Shifty Geezer said:I can't think what more you'd want to do for muscle simulation. How advanced can you go?
The problem with joint rotation based morphing is, that it has difficulties handling any joint with more than one rotation axis - like the hips and shoulders, which are usually the hardest to set up properly using any method. The solution is to work with poses and pose-space based deformations - but that will take a lot of blendshapes, for example ILM's Hulk had about 150 or so shapes, all sculpted individually. That's a lot of work... and they also had to do a lot of shot-dependent fixes.
Also, it wont get you proper secondary dynamics, to show jiggling flesh and wrinkling or sliding skin. The Hulk used some extra springs inside his limbs, and a cloth-like simulation to keep his skin from stretching and distorting. The illusion of muscles moving under the skin is created by differentiating between the form and the surface texture, and animating them differently. When that bicep flexes, it's moving under the skin, not with the skin.

• _Information provided_:

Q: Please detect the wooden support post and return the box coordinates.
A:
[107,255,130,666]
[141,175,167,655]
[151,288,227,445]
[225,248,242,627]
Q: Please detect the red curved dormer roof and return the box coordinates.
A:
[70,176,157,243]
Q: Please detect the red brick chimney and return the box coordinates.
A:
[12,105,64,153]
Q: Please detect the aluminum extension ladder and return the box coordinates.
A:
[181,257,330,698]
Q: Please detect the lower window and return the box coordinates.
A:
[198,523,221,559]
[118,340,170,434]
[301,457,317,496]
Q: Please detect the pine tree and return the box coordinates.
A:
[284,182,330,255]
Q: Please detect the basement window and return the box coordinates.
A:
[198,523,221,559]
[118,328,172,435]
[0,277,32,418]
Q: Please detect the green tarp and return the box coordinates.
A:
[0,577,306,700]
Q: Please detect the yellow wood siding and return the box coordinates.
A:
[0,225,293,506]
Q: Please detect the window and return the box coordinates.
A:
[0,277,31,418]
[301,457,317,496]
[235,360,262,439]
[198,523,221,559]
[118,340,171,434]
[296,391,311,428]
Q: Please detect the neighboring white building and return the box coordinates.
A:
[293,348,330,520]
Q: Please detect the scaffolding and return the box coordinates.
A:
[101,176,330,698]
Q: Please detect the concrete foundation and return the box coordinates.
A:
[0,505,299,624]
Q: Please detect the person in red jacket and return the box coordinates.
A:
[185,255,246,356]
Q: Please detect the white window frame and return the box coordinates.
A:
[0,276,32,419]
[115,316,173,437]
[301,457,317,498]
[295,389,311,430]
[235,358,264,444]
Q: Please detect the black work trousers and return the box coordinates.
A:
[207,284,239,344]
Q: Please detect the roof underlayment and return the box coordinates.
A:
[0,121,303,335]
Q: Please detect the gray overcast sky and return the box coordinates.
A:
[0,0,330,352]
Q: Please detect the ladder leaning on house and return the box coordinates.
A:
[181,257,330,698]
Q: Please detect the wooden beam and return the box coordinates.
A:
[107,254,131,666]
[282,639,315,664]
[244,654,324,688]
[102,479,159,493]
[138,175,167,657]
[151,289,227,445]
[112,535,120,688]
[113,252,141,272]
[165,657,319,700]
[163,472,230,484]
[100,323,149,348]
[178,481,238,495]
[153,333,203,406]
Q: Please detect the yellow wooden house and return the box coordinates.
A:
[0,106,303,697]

• _Aim of the task_:
Answer these questions from the muscle simulation post above.
(a) Which joints does the post name as usually the hardest to set up properly?
(b) About how many blendshapes did ILM's Hulk have?
(c) What kept the Hulk's skin from stretching and distorting?

• _Written response_:
(a) The hips and shoulders.
(b) About 150.
(c) A cloth-like simulation.